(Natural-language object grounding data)
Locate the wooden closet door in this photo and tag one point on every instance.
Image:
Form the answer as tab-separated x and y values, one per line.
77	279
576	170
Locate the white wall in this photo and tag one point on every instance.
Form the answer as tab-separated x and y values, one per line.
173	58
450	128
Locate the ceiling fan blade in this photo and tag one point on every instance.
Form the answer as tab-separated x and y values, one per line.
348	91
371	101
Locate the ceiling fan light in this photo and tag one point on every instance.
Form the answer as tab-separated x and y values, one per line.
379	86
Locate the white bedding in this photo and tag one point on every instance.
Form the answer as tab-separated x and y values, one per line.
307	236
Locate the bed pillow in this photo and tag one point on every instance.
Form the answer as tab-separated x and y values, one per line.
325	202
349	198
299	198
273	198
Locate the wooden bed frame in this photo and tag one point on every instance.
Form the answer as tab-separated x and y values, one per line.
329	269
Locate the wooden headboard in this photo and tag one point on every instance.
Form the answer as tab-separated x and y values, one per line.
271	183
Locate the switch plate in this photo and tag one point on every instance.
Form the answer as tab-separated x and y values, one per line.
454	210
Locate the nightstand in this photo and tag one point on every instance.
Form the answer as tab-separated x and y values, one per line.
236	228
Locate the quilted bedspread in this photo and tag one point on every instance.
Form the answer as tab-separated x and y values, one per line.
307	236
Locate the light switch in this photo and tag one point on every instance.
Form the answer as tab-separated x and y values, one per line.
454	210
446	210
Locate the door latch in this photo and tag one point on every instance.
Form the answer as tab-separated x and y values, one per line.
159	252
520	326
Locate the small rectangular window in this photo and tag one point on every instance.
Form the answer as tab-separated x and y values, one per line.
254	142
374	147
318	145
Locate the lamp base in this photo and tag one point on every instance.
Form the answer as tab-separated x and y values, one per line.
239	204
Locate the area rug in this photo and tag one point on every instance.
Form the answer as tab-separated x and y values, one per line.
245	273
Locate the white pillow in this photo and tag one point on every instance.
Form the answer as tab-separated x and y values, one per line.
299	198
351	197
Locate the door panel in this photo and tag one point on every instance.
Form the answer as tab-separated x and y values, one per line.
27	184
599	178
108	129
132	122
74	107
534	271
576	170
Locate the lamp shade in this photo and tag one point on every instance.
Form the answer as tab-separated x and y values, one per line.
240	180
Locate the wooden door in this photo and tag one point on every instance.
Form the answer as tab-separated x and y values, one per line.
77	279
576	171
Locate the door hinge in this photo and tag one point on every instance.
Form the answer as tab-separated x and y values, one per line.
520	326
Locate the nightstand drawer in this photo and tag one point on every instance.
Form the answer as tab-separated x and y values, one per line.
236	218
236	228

## Activity
Reply with nothing but the count of lines in the entries above that contain "door".

## Expected answer
5